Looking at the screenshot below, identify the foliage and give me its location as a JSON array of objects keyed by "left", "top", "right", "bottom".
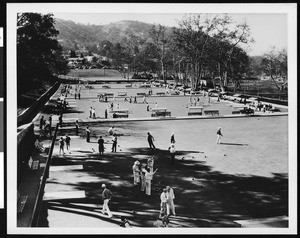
[
  {"left": 261, "top": 47, "right": 287, "bottom": 90},
  {"left": 17, "top": 13, "right": 67, "bottom": 92}
]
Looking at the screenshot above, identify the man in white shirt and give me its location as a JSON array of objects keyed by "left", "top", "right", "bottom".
[{"left": 166, "top": 186, "right": 176, "bottom": 216}]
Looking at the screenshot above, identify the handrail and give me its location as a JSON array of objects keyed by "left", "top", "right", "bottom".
[{"left": 29, "top": 123, "right": 59, "bottom": 227}]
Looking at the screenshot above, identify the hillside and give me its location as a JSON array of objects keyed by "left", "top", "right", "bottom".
[{"left": 55, "top": 18, "right": 156, "bottom": 49}]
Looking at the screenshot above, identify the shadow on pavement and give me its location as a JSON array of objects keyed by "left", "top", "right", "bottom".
[{"left": 41, "top": 144, "right": 288, "bottom": 227}]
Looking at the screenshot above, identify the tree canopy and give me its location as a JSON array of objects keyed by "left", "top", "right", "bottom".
[{"left": 17, "top": 13, "right": 67, "bottom": 92}]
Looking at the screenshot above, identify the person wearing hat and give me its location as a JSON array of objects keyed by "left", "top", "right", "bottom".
[
  {"left": 168, "top": 143, "right": 176, "bottom": 164},
  {"left": 65, "top": 134, "right": 71, "bottom": 154},
  {"left": 160, "top": 188, "right": 167, "bottom": 216},
  {"left": 101, "top": 183, "right": 113, "bottom": 218},
  {"left": 132, "top": 160, "right": 141, "bottom": 186},
  {"left": 111, "top": 134, "right": 118, "bottom": 153},
  {"left": 217, "top": 127, "right": 223, "bottom": 144},
  {"left": 145, "top": 169, "right": 157, "bottom": 196},
  {"left": 166, "top": 186, "right": 176, "bottom": 216},
  {"left": 171, "top": 133, "right": 175, "bottom": 143},
  {"left": 147, "top": 156, "right": 154, "bottom": 173},
  {"left": 140, "top": 163, "right": 147, "bottom": 192},
  {"left": 147, "top": 131, "right": 155, "bottom": 149}
]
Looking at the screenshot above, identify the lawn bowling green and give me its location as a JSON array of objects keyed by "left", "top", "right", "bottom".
[
  {"left": 59, "top": 83, "right": 287, "bottom": 120},
  {"left": 37, "top": 84, "right": 288, "bottom": 227}
]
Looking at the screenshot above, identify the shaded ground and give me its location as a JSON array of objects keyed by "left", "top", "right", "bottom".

TASK PROMPT. Extract every line of the records that contains the string "JSON". Case matters, so match uppercase and lowercase letters exactly.

FINAL RESULT.
Looking at the screenshot below, identify the foliage and give me its location as a JSON array of objects keyed by "left", "top", "right", "bottom".
Looking at the screenshot above, identify the man in white shirt and give me its location as a JSON array of objects keyed by "left", "top", "right", "bottom".
Looking at the screenshot above, identify the handrail and give me its location as a JSON array of objects keyed by "left", "top", "right", "bottom".
Looking at the screenshot above, identify the hillside and give me its location as a JSON array of objects keyed by "left", "top", "right", "bottom".
Looking at the screenshot above, identify the shadow on pavement and give me its location as a JSON array of objects keyed by "left", "top", "right", "bottom".
Looking at the screenshot above, identify the tree canopy and give me its location as a JSON array of objects keyed by "left", "top", "right", "bottom".
Looking at the screenshot above, identify the person wearing hat and give me its location as a JSON array of objects keyed by "left", "top", "right", "bottom".
Looking at the screenshot above, identify the lawn bowling green and give me its location as a JSON array of objects keyed by "left", "top", "right", "bottom".
Looking at the screenshot above, identify the shaded ground and give me its location as a JSON array of objects keyed by "left", "top", "right", "bottom".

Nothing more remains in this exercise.